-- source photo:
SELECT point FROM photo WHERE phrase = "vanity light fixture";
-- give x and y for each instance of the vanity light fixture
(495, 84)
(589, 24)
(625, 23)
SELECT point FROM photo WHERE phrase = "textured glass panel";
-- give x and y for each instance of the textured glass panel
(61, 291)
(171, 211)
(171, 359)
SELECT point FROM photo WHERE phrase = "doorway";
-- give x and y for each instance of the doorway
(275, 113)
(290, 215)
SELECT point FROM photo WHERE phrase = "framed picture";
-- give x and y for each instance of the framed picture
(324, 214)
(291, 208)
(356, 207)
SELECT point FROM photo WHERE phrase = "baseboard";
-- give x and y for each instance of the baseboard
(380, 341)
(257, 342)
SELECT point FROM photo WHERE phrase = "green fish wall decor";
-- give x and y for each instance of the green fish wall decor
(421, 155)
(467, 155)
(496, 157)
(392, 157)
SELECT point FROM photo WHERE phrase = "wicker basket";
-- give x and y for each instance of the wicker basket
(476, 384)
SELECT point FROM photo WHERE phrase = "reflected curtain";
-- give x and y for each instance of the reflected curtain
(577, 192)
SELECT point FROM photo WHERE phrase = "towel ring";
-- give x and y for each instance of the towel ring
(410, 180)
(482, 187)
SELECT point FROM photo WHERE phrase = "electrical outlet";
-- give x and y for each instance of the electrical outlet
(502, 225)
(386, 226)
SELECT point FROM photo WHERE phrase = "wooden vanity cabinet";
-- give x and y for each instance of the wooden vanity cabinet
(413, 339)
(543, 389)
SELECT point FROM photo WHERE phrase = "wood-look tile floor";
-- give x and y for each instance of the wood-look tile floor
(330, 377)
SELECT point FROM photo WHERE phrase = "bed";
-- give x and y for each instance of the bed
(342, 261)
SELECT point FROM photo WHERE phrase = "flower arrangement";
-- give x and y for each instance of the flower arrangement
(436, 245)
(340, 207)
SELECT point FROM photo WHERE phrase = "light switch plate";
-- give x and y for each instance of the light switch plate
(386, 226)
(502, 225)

·····

_Problem to work on_:
Type out the material again exactly as presented.

_Complete output_:
-- source photo:
SELECT point FROM photo WHERE phrase = "vanity light fixture";
-- give x and y for each instance of the vanity light fixture
(495, 84)
(589, 24)
(625, 23)
SELECT point FROM photo WHERE phrase = "textured glass panel";
-- give x and y for each instance of the textured glass panel
(61, 291)
(171, 211)
(171, 359)
SELECT point FROM photo WHERE phrase = "doorway";
-- give x and y for each instance of the doorway
(275, 113)
(290, 215)
SELECT point FROM photo WHERE phrase = "framed picture";
-- give x and y for each instance of the framed picture
(324, 214)
(291, 208)
(356, 207)
SELECT point FROM photo WHERE phrase = "baseboard";
-- give x and y for each instance of the baseboard
(380, 341)
(257, 342)
SELECT point FROM photo WHERE phrase = "green fish wall decor";
-- give x and y for each instance of the green fish wall decor
(421, 155)
(467, 155)
(496, 157)
(392, 157)
SELECT point FROM photo WHERE phrase = "wicker basket";
-- give x and y for each instance of the wicker basket
(476, 384)
SELECT point FROM photo WHERE phrase = "reflected curtain";
-- give x and y for each instance of the reflected curtain
(577, 192)
SELECT point FROM photo WHERE phrase = "towel ring";
-- give x and y for each instance of the towel ring
(410, 180)
(482, 187)
SELECT point FROM photo WHERE phrase = "electrical outlet";
-- give x and y for each instance of the electrical outlet
(502, 225)
(386, 226)
SELECT point FROM photo WHERE phrase = "wooden vanity cabinet";
-- give x and y for each instance of the wooden vanity cabinet
(413, 339)
(543, 389)
SELECT point FROM photo WHERE phrase = "wood-look tile floor";
-- give x and y for each instance of the wood-look tile floor
(330, 377)
SELECT point FROM photo WHERE phrase = "bed";
-- give x and y for each instance of the bed
(342, 261)
SELECT point FROM photo WHERE phrase = "flower arrangement";
-- give x and y for each instance of the flower arrangement
(436, 245)
(340, 207)
SELECT point FROM photo WHERE phrase = "light switch plate";
-- give x and y for each instance of the light switch plate
(386, 226)
(502, 225)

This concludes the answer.